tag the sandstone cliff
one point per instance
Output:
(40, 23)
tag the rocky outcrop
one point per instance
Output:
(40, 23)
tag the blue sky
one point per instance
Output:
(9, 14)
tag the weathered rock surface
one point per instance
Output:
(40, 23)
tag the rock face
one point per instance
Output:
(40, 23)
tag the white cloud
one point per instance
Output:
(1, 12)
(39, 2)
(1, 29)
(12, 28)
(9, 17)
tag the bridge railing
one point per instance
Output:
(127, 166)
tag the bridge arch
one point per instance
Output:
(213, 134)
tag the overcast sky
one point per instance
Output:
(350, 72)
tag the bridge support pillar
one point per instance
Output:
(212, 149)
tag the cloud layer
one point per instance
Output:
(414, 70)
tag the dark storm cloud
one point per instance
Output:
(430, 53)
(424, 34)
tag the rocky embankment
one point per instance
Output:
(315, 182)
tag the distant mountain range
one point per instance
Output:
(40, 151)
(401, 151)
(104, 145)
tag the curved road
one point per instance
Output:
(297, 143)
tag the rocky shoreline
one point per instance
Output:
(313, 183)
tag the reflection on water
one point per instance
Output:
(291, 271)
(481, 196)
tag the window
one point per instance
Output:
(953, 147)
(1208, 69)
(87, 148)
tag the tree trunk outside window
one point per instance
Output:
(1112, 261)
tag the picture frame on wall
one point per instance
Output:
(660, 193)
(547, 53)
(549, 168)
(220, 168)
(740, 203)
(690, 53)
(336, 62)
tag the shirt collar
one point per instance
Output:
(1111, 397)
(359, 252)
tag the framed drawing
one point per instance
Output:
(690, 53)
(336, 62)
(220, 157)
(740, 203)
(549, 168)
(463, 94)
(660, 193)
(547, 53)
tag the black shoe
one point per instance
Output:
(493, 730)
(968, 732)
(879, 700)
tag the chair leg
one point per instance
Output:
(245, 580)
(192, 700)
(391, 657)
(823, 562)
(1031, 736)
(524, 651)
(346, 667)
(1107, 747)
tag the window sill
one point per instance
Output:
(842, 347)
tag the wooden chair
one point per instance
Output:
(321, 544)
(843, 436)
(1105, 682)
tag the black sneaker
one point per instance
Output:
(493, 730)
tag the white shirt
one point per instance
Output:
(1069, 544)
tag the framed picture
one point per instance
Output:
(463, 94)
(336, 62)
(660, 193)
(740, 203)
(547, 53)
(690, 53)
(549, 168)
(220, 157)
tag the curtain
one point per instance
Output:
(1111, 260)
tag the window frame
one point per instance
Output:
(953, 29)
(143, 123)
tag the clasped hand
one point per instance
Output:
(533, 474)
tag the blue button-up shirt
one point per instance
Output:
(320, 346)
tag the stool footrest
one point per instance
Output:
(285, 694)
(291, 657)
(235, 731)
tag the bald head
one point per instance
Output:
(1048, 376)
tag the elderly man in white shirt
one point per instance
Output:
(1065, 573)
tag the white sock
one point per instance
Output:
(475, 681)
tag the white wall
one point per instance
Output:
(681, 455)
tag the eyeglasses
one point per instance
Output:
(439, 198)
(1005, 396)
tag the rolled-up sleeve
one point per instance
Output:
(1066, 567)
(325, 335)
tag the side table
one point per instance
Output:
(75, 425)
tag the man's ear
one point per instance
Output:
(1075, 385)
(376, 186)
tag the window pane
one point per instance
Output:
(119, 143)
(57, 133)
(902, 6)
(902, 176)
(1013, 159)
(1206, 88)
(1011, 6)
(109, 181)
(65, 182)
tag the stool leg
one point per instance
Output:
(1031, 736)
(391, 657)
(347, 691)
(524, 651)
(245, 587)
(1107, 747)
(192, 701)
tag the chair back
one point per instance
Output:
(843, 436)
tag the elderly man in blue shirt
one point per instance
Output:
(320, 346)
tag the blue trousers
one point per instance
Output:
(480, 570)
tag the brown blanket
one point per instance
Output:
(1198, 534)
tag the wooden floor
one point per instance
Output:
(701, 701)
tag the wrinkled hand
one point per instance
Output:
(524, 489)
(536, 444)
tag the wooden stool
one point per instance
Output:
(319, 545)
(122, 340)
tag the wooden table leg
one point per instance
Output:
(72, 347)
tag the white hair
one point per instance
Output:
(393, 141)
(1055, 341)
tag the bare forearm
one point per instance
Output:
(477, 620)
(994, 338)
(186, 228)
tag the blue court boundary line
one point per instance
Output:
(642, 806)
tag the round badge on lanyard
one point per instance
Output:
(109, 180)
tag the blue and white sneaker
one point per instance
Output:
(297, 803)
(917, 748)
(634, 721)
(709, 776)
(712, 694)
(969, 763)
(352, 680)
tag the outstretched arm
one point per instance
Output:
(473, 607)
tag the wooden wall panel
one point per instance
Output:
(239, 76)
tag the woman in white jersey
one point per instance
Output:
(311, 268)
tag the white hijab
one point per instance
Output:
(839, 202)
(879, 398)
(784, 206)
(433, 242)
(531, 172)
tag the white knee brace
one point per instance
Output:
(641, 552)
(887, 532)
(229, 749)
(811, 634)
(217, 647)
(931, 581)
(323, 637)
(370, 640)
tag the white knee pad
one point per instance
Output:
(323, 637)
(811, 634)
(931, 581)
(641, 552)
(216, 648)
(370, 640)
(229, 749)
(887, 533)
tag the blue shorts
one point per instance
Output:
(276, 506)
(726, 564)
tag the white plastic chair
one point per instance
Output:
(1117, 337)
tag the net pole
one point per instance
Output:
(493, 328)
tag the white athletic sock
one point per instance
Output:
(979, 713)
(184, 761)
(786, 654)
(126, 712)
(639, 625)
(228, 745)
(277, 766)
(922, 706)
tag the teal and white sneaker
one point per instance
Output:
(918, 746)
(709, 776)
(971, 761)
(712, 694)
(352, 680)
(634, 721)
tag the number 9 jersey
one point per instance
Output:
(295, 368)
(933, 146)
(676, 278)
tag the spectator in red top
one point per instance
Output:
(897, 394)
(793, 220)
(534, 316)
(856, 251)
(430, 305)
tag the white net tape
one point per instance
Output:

_WHAT THE TASK ASKS:_ Line by line, retype the whole listing exactly.

_SOLUTION FOR THIS EXERCISE:_
tag the sandstone cliff
one point per instance
Output:
(40, 23)
tag the rocky outcrop
one point per instance
Output:
(40, 23)
tag the blue sky
one point per instance
Output:
(9, 14)
tag the weathered rock surface
one point per instance
Output:
(40, 23)
tag the rock face
one point per instance
Output:
(40, 23)
tag the white cloud
one point per instance
Output:
(1, 12)
(39, 2)
(1, 29)
(12, 28)
(9, 17)
tag the bridge railing
one point per instance
Output:
(127, 166)
tag the bridge arch
one point per instance
Output:
(213, 134)
tag the overcast sky
one point per instance
Output:
(350, 72)
tag the bridge support pillar
one point per instance
Output:
(212, 149)
tag the cloud layer
one point per instance
Output:
(414, 70)
tag the dark storm cloud
one point per instance
Output:
(430, 53)
(424, 34)
tag the rocky embankment
one point per instance
Output:
(315, 182)
tag the distant mountain range
one point per instance
Output:
(40, 151)
(401, 151)
(104, 145)
tag the curved road
one point per instance
Output:
(297, 143)
tag the rocky shoreline
one point per instance
Output:
(313, 183)
tag the reflection on water
one point per instance
Output:
(291, 271)
(481, 196)
tag the window
one point per instance
Output:
(953, 147)
(1208, 69)
(87, 148)
tag the tree trunk outside window
one point per instance
Output:
(1112, 261)
tag the picture frame on wall
one point per instance
Output:
(660, 193)
(547, 53)
(549, 168)
(220, 168)
(740, 203)
(690, 53)
(336, 62)
tag the shirt collar
one point per instance
Output:
(1111, 397)
(359, 252)
tag the framed drawing
one point per instance
Output:
(690, 53)
(336, 62)
(220, 157)
(740, 203)
(549, 168)
(463, 94)
(660, 193)
(547, 53)
tag the black shoe
one point per instance
Output:
(493, 730)
(968, 732)
(879, 700)
tag the chair leg
one point per instance
Output:
(245, 580)
(192, 700)
(391, 657)
(823, 562)
(1031, 736)
(524, 651)
(346, 667)
(1107, 747)
tag the window sill
one point per instance
Output:
(842, 347)
tag the wooden chair
one point per instance
Output:
(321, 544)
(843, 436)
(1105, 682)
tag the black sneaker
one point per instance
Output:
(493, 730)
tag the white shirt
one point per instance
Output:
(1069, 544)
tag the framed picture
one point per instance
Output:
(463, 94)
(336, 62)
(660, 193)
(740, 203)
(547, 53)
(690, 53)
(549, 168)
(220, 157)
tag the curtain
one point per instance
Output:
(1111, 260)
tag the window frame
one point per instance
Output:
(953, 29)
(143, 123)
tag the clasped hand
one point per instance
Output:
(533, 474)
tag the blue button-up shirt
one point per instance
Output:
(320, 346)
tag the stool footrest
one point per instance
Output:
(285, 694)
(291, 657)
(235, 731)
tag the bald head
one point per instance
Output:
(1048, 376)
tag the elderly man in white shirt
one point per instance
Output:
(1065, 573)
tag the white sock
one point per instance
Output:
(475, 681)
tag the white wall
one point per instance
Output:
(681, 455)
tag the eyeglasses
one point per instance
Output:
(439, 198)
(1005, 396)
tag the rolled-up sleeve
one point per instance
Output:
(1066, 567)
(325, 335)
tag the side table
one point per instance
Output:
(75, 425)
tag the man's ear
one point per instance
Output:
(1075, 385)
(376, 186)
tag the window pane
one point per instance
Output:
(119, 143)
(57, 133)
(902, 6)
(902, 176)
(1013, 159)
(1206, 88)
(1011, 6)
(109, 181)
(65, 182)
tag the stool leg
one point per instance
Output:
(1031, 736)
(391, 657)
(347, 691)
(524, 651)
(245, 587)
(1107, 747)
(192, 701)
tag the chair back
one point per instance
Output:
(843, 436)
tag the elderly man in blue shirt
one point per instance
Output:
(320, 346)
tag the blue trousers
one point per instance
Output:
(480, 570)
tag the brown blanket
one point per instance
Output:
(1198, 534)
tag the wooden floor
one point per instance
Output:
(701, 701)
tag the wrinkled hand
one point per instance
Output:
(524, 489)
(536, 444)
tag the wooden stool
one point per instance
Output:
(319, 545)
(122, 340)
tag the wooden table leg
one point per instance
Output:
(72, 347)
tag the white hair
one point per instance
Output:
(393, 141)
(1055, 341)
tag the bare forearm
one point per instance
Output:
(477, 620)
(994, 338)
(186, 228)
tag the blue court boundary line
one point per instance
Output:
(642, 806)
tag the round badge on lanyard
one point per instance
Output:
(109, 180)
tag the blue and white sneaker
one point per instance
Output:
(297, 803)
(917, 748)
(634, 721)
(709, 776)
(712, 694)
(969, 763)
(352, 680)
tag the outstretched arm
one point per instance
Output:
(473, 607)
tag the wooden wall panel
one point per instance
Output:
(239, 76)
tag the woman in white jersey
one point per instance
Output:
(311, 268)
tag the white hijab
one point per instance
Output:
(839, 202)
(879, 398)
(784, 206)
(433, 242)
(531, 172)
tag the white knee brace
one point per instance
Output:
(641, 552)
(887, 532)
(229, 749)
(811, 634)
(217, 647)
(931, 581)
(323, 637)
(370, 640)
tag the white knee pad
one point per instance
Output:
(323, 637)
(811, 634)
(931, 581)
(641, 552)
(216, 648)
(370, 640)
(229, 749)
(887, 533)
tag the blue shorts
one point per instance
Output:
(276, 506)
(726, 564)
tag the white plastic chair
one point per instance
Output:
(1117, 337)
tag the net pole
one point per instance
Output:
(493, 328)
tag the white athletic sock
one point per instance
Output:
(979, 713)
(184, 761)
(786, 654)
(126, 712)
(639, 625)
(228, 745)
(277, 766)
(922, 706)
tag the teal and white sneaker
one point per instance
Output:
(918, 746)
(709, 776)
(971, 761)
(712, 694)
(352, 680)
(634, 721)
tag the number 9 jersey
one point per instance
Output:
(295, 368)
(933, 146)
(676, 278)
tag the spectator in red top
one point per instance
Output:
(897, 394)
(793, 220)
(534, 316)
(856, 251)
(430, 305)
tag the white net tape
one point per instance
Output:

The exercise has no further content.